Drop the pictures and extract exactly the lines from the one that contains "gate, dropping a point on every instance." through the end of the material.

<<<<

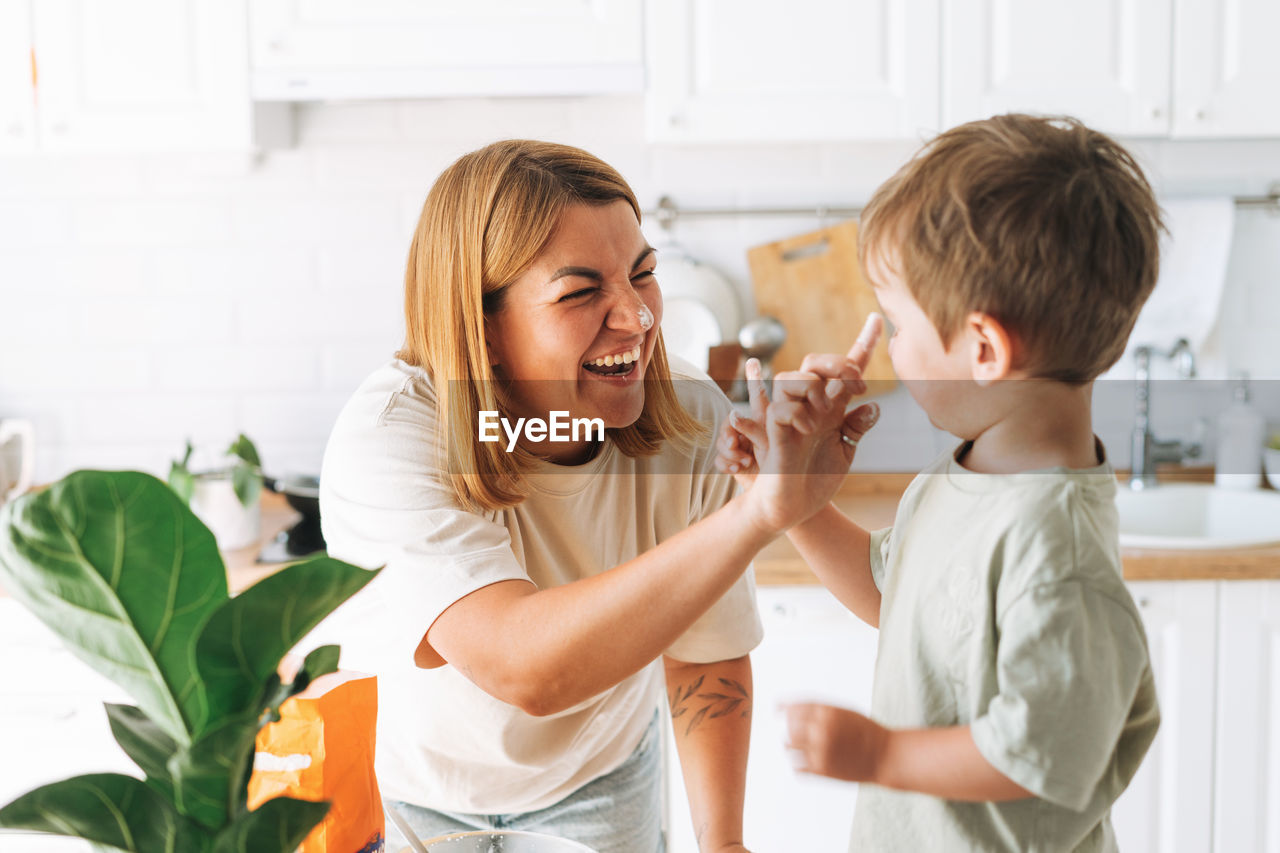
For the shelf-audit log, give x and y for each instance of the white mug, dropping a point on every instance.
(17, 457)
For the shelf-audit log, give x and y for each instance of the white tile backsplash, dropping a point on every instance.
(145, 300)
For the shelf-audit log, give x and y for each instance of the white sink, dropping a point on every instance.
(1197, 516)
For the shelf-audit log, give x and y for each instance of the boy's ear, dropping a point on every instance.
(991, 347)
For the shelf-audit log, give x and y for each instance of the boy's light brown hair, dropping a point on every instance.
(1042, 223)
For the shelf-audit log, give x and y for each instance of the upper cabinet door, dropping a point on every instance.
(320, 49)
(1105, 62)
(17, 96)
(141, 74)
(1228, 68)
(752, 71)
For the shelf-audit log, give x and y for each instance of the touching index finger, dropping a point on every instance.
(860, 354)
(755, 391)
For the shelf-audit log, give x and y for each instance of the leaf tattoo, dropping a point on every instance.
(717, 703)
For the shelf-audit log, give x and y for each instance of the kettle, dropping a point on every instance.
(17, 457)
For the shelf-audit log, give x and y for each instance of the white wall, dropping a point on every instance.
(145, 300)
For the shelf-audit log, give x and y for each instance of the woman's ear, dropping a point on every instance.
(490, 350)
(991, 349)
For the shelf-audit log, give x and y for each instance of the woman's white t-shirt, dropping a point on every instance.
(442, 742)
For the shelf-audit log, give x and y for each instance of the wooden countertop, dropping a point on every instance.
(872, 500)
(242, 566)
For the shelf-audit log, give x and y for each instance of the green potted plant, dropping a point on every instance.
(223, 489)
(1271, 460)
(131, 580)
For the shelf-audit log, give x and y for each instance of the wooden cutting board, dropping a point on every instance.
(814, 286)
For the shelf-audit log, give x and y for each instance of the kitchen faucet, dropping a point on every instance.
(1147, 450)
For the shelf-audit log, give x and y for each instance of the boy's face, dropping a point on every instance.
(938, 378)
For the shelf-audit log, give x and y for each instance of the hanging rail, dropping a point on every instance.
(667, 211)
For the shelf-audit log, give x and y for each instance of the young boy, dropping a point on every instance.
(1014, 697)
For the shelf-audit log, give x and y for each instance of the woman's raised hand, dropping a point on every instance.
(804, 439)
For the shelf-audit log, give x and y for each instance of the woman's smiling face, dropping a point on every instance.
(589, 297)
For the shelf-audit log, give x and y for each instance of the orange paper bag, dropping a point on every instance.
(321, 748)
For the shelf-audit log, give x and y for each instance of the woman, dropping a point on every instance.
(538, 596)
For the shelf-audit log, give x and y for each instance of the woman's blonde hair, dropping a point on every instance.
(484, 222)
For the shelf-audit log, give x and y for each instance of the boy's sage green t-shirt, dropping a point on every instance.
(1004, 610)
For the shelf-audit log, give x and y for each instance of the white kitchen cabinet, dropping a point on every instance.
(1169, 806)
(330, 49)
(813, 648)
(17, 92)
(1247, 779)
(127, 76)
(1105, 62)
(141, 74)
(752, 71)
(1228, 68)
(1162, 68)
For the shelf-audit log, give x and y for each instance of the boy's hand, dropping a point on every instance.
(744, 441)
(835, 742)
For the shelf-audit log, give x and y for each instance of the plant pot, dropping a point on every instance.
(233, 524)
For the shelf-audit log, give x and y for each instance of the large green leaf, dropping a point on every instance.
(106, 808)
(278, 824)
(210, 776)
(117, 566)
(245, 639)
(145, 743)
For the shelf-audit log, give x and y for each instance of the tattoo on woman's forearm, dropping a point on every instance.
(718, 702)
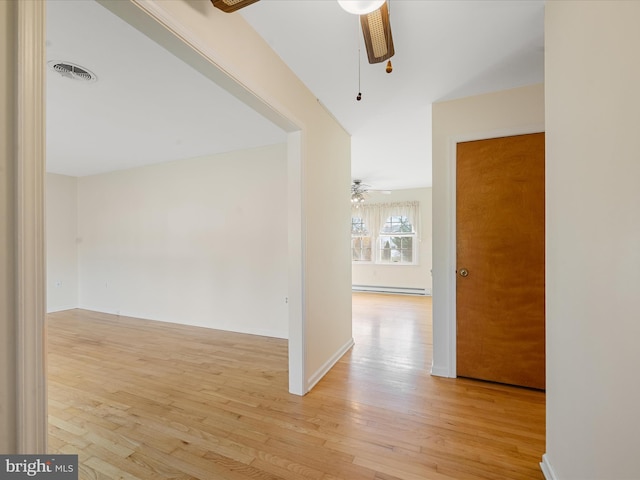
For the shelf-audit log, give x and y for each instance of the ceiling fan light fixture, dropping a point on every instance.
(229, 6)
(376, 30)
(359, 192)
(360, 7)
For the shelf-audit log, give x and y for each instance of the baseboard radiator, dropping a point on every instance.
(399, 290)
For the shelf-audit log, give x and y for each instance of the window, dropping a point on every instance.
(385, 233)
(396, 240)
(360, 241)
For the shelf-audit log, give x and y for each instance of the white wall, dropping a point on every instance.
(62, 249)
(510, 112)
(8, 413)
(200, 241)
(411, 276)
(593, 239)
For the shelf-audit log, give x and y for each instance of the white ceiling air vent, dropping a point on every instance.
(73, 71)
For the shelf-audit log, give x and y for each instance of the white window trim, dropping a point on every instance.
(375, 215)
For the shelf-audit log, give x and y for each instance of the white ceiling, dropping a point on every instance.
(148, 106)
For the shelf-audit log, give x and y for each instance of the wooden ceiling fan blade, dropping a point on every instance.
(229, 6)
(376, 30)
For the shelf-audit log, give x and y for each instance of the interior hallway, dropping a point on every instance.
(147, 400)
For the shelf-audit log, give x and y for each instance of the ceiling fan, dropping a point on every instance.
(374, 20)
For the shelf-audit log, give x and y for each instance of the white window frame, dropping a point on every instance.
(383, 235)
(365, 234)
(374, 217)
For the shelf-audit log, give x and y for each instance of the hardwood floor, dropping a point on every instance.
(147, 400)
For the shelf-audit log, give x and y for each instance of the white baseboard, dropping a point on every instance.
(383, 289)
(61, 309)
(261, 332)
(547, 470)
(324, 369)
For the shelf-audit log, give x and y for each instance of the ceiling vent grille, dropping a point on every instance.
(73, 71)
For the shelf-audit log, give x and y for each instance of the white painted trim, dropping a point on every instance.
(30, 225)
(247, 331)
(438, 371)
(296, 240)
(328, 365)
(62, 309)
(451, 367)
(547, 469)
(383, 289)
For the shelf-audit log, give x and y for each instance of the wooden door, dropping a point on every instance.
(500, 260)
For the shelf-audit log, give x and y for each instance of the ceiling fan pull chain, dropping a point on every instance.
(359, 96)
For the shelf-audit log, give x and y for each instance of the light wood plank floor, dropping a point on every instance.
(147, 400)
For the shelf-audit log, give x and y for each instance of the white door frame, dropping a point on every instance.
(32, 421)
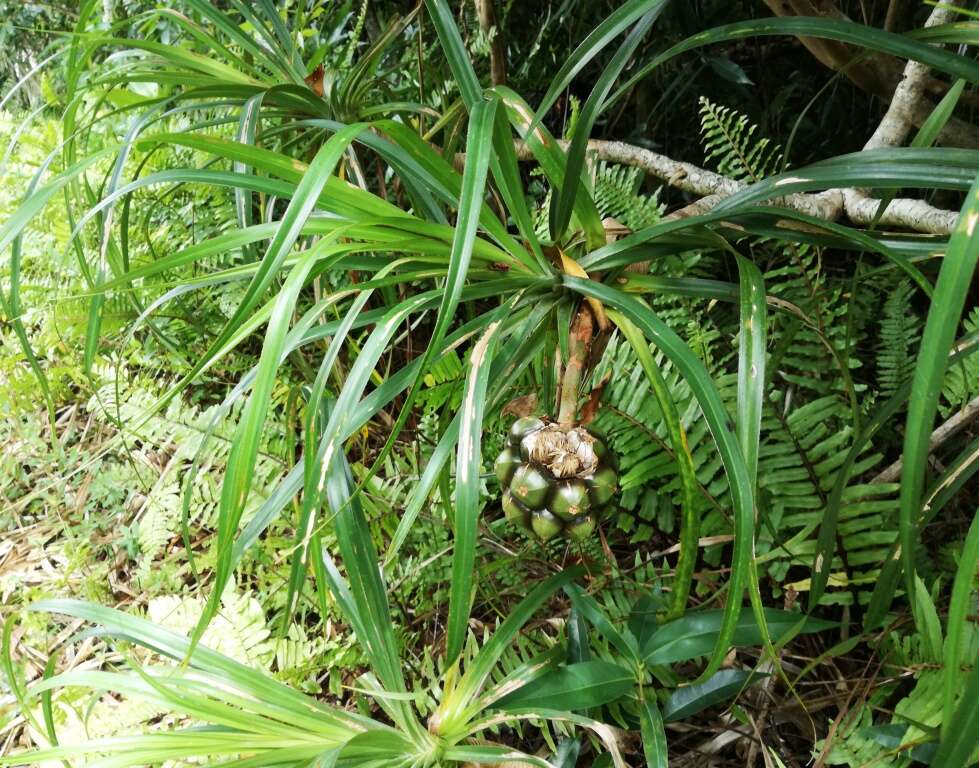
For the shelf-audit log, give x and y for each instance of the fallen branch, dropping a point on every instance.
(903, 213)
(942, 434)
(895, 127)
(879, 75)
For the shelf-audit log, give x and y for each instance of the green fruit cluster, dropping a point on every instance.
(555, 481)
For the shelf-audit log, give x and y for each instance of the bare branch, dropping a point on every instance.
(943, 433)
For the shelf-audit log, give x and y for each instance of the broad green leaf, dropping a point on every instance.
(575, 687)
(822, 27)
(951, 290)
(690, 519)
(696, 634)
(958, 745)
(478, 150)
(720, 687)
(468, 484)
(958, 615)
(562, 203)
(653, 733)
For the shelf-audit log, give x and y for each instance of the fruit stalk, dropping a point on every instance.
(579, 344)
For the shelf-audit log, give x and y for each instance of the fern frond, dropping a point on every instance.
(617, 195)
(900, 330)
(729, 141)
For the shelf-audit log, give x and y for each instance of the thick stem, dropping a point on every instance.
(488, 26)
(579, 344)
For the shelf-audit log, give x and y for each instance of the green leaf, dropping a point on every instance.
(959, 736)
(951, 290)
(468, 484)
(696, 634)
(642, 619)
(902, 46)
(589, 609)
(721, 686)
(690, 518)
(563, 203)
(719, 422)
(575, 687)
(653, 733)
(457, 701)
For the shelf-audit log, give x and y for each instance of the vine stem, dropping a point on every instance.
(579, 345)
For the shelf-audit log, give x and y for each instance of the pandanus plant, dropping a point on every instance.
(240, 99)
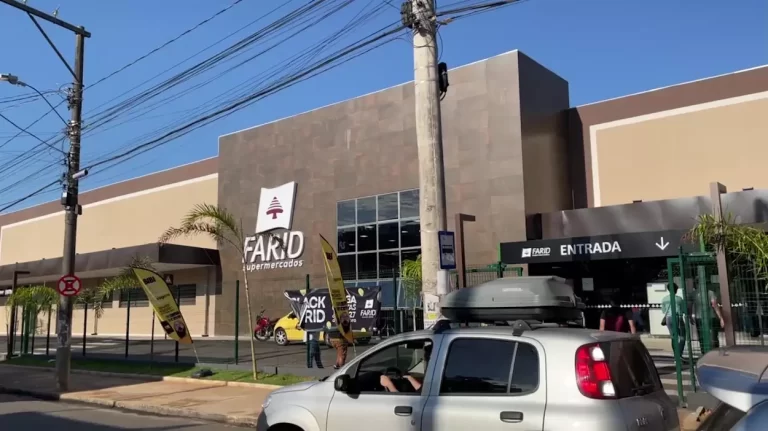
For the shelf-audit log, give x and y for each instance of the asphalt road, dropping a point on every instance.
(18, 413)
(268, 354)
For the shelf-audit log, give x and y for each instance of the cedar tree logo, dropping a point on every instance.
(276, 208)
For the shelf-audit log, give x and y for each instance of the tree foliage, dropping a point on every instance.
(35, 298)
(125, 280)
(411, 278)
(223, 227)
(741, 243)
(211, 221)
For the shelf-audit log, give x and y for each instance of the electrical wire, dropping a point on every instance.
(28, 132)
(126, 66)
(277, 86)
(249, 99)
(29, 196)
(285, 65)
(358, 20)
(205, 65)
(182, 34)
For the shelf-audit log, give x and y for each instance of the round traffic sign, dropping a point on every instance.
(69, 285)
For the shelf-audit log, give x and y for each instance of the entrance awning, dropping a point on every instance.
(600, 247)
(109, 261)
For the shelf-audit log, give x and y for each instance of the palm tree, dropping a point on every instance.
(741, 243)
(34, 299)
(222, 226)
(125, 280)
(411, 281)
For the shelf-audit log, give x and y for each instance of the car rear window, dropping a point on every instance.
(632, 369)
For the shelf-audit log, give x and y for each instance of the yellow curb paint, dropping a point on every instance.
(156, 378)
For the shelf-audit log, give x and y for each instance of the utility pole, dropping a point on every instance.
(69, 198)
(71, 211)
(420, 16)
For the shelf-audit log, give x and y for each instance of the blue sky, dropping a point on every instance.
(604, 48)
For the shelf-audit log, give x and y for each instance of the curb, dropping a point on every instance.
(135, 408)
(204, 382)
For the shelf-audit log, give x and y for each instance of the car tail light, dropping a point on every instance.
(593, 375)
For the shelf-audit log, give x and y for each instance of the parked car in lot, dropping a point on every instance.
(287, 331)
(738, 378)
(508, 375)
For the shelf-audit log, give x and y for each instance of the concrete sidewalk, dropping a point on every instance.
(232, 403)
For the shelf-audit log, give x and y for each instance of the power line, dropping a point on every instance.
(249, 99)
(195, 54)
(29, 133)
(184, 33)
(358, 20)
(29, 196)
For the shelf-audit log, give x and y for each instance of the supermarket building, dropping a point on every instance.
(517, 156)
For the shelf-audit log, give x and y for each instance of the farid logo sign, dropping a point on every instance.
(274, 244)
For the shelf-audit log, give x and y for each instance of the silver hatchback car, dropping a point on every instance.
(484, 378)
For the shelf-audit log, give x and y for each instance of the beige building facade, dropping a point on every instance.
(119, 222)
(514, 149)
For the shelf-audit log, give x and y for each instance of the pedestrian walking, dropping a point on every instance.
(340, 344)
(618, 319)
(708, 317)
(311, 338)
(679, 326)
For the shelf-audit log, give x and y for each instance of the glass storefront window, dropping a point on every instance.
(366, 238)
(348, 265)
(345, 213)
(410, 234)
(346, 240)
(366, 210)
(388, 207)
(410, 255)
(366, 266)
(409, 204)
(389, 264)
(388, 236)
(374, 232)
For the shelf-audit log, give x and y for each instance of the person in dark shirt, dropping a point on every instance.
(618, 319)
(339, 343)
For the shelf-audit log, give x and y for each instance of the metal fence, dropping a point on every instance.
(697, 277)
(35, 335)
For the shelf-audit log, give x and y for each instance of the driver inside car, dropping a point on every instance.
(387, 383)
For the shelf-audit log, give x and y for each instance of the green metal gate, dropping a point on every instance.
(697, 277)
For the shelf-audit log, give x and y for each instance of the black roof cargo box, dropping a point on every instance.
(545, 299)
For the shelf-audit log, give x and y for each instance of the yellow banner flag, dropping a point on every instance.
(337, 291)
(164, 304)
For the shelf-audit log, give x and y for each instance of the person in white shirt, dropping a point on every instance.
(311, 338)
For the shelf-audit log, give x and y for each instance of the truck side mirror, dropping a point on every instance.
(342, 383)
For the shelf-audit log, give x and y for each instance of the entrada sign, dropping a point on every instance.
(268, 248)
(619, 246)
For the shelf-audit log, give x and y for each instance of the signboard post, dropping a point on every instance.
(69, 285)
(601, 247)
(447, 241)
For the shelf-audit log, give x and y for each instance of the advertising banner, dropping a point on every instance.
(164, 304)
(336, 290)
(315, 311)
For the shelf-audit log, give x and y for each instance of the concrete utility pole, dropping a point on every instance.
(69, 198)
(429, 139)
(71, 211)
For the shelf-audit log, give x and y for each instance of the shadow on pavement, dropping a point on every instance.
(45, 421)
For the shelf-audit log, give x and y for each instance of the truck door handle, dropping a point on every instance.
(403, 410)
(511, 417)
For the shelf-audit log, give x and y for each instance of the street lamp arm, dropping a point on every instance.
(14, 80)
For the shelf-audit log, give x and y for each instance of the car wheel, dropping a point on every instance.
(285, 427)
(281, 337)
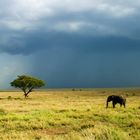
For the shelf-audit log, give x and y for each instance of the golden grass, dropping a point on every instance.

>>>>

**Result of this exercise**.
For the shelf-audit log, give x and y for each instance of the green metal gate, dropping a point on every instance.
(697, 277)
For the shelf-audit log, give x and y for each instance of the black roof cargo box, dropping a point on every instance.
(545, 299)
For the shelf-audit log, give x and y for each instance of the yellow banner flag, dropping a point on every instance.
(337, 291)
(164, 304)
For the shelf-audit log, give x and y for each instance of the person in white shirt, dropping a point on every instance.
(311, 338)
For the shelf-audit log, give x and y for each instance of the truck side mirror, dropping a point on every instance.
(342, 383)
For the shelf-audit log, give x and y for each instance of the entrada sign, dropping a point on every instance.
(268, 248)
(619, 246)
For the shelf-audit log, give x and y for each instance of the signboard post, dropping a point on every instance.
(69, 285)
(601, 247)
(447, 241)
For the shelf-audit log, give x and y for each instance of the advertising banner, dropping a point on every instance.
(164, 304)
(336, 290)
(315, 311)
For the shelf-audit log, give x and y for each instance of the concrete utility pole, dropping a point on every instance.
(69, 198)
(429, 139)
(71, 211)
For the shelf-audit log, give x and y for each instance of the shadow on pavement, dropping a point on every instance.
(45, 421)
For the shelf-audit log, give x and y for each instance of the truck door handle, dropping a point on every instance.
(403, 410)
(511, 417)
For the shelf-audit log, give x and y for each instance of the street lamp arm, dropping a point on every instance.
(14, 80)
For the shelf-audit log, give x and y for each instance of the car wheel, dropping a point on every instance.
(285, 427)
(281, 337)
For the shelf-audit log, give x and y for each instance of the golden grass, dropping a point on every instance.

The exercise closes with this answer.